Excerpt>
Sep 27, 2006 20:38
Today in Material Culture Analysis we began lithics. I was somewhat apprehensive about this lab, for a couple of reasons. First of all, and most crucially, is the fact that lithics as a discipline bore the holy living crap out of me. It just seems to consist of list after list of diagnostic attributes. Just listen to this:"In the first type, the point is fairly large, lanceolate in shape, fluted, and concave based. Fluting generally occures on both faces, occasionally on one face, but extends for only a short distance along the length of the point to the location of maximum biface width. Flutes frequently terminate in hinge fractures, and multiple flutes are common. The ends of baszzzzzz". My eyes glaze just thinking about it.
The second reason for being somewhat apprehensive is that we were expected to actually make something. The video we watched of Bruce Bradley whacking flakes off of a core made it seem so easy, but we all knew it wouldn't be, that we were going to be less 'man makes tool' and more 'monkey with rock'. And so it was. We were taken out back to the archaeology experiment area (who knew we even had one?) and shown how to flake rocks. And then we were left to it. Most of the class promptly fled back to the classroom in order to avoid making fools of themselves work on the rest of the lab, but a few of us more daring souls decided to have at it. Fun fact! If you bang two rocks together for a length of time, they will smell like burning! Who knew!
Anyway, there was a lot of banging of rocks and bashing of fingers, but very little in the creation of actual, usable flakes. Most of the rocks didn't so much flake as just disintegrate, which, unfortunately, was not the object of the exercise. But! I did manage to get one rock to turn into flakes. Usable? Who cares! They're flakes. And a good thing to, since by then my hand hurt from holding the rock, and the smashy-edge of the hammerstone was starting to look a little woebegone. And I did manage to find a big ol' chunk of obsidian buried in the sand in the pit (it flakes beautifully), so I shall be handing that in. Heh heh heh.

Dataset extract>
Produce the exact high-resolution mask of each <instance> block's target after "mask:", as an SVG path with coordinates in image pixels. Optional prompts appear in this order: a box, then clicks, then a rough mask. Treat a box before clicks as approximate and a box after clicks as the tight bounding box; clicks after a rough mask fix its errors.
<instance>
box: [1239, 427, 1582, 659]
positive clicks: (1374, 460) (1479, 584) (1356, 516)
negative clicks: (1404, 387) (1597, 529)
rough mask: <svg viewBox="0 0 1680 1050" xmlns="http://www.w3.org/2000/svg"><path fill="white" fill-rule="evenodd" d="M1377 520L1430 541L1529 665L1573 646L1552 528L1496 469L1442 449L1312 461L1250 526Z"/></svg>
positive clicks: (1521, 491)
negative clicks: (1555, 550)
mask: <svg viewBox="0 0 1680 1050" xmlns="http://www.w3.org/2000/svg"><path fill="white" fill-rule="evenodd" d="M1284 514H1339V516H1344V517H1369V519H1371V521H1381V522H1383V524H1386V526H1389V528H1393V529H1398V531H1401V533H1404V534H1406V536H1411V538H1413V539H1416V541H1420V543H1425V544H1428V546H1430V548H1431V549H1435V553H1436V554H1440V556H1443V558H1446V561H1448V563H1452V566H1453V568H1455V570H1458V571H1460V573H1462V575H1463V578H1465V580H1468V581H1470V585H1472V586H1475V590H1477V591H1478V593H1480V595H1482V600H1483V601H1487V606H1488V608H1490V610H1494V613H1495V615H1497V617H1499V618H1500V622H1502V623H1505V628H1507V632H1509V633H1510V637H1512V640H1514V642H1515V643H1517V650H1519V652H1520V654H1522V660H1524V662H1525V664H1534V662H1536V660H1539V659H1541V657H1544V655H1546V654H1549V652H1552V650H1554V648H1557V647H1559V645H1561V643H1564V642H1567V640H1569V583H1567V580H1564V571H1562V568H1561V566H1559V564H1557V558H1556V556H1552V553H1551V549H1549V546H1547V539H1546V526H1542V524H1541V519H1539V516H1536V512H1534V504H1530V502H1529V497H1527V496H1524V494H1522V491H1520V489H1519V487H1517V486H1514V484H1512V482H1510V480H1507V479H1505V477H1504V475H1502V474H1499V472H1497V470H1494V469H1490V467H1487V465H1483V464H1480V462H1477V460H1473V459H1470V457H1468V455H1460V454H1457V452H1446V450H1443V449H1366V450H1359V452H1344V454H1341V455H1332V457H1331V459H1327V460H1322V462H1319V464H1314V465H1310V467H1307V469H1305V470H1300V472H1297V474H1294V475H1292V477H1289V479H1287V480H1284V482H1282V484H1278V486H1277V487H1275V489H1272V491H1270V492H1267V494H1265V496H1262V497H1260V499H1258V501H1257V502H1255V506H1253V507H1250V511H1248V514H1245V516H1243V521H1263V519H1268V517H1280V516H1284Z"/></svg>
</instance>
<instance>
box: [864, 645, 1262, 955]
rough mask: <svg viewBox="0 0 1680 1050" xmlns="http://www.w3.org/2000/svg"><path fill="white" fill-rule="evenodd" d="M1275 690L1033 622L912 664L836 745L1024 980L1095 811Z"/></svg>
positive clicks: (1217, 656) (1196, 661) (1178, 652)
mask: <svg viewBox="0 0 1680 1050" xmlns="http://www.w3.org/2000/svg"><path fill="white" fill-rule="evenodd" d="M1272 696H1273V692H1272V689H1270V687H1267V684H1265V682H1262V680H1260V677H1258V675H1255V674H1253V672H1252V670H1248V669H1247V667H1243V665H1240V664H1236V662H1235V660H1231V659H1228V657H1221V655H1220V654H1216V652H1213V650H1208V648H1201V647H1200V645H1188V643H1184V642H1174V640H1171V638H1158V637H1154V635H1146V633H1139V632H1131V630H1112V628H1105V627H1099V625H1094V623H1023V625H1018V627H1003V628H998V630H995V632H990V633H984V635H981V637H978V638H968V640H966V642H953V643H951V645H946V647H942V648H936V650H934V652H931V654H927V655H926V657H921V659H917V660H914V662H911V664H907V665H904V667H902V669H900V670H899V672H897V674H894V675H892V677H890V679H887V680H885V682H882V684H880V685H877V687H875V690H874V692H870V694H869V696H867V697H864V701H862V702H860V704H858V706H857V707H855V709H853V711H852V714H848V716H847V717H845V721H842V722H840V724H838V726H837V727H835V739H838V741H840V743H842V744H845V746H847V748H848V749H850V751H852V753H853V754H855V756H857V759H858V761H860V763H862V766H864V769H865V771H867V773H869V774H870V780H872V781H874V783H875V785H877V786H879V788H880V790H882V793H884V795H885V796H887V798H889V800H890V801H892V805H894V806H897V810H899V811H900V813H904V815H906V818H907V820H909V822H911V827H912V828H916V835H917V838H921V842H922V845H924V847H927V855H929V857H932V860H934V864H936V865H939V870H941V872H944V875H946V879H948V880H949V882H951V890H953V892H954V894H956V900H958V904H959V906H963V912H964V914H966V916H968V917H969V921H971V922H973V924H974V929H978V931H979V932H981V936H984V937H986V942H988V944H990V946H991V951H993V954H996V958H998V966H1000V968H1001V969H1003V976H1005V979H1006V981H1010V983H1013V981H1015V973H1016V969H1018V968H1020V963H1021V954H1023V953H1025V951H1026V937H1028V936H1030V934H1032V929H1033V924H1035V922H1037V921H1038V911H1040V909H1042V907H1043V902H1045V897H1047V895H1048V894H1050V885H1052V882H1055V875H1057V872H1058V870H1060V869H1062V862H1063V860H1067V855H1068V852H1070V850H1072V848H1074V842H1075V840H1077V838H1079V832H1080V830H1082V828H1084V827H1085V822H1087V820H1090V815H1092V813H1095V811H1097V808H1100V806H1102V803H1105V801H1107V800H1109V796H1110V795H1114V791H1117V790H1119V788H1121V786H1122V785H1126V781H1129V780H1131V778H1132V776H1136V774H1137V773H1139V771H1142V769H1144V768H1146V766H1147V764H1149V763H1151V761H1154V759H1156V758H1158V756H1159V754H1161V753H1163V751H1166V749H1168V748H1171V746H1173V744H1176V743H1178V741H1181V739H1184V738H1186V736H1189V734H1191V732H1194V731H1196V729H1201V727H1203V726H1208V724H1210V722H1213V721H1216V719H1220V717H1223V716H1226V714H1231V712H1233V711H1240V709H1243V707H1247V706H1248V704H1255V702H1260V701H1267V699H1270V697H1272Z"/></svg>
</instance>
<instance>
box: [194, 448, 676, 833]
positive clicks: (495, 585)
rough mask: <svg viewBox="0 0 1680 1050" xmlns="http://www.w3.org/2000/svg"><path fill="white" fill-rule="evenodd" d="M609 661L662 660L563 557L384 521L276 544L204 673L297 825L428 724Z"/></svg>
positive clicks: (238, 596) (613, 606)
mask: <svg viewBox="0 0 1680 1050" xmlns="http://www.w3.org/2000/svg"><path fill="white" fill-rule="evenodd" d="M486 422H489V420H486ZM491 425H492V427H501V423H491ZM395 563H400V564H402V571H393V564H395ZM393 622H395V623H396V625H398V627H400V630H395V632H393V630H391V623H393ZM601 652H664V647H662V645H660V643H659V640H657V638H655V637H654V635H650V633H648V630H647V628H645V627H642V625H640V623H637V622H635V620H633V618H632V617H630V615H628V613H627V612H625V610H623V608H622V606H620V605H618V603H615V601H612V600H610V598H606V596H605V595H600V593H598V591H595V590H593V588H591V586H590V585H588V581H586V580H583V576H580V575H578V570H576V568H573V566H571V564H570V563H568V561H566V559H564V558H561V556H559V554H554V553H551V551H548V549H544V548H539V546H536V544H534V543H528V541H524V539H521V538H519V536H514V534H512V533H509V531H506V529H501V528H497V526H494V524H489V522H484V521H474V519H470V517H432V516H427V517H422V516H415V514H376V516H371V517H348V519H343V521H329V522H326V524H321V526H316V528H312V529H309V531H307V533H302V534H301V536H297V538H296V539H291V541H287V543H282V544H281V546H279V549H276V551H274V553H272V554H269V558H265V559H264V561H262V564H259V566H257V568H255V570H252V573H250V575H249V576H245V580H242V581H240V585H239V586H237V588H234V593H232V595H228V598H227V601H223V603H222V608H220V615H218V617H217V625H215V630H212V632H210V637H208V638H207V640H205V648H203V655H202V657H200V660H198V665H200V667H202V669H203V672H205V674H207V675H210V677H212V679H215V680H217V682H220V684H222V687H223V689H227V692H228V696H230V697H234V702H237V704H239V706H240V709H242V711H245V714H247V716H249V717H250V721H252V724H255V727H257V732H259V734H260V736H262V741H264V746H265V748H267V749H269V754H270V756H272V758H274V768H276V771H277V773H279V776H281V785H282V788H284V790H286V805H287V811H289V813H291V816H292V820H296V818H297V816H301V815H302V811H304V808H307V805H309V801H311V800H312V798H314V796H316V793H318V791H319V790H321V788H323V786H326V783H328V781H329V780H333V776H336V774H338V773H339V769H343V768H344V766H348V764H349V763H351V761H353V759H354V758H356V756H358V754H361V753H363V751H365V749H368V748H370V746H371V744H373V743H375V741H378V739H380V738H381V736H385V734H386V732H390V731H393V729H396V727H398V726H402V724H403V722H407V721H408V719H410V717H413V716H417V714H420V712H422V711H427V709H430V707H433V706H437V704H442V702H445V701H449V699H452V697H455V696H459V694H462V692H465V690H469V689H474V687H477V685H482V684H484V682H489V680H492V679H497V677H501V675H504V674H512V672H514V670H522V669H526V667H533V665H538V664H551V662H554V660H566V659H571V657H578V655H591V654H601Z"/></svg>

Task goal> According to the post about the lithics lab, what happens when two rocks are banged together for a length of time?

Result below> They smell like burning.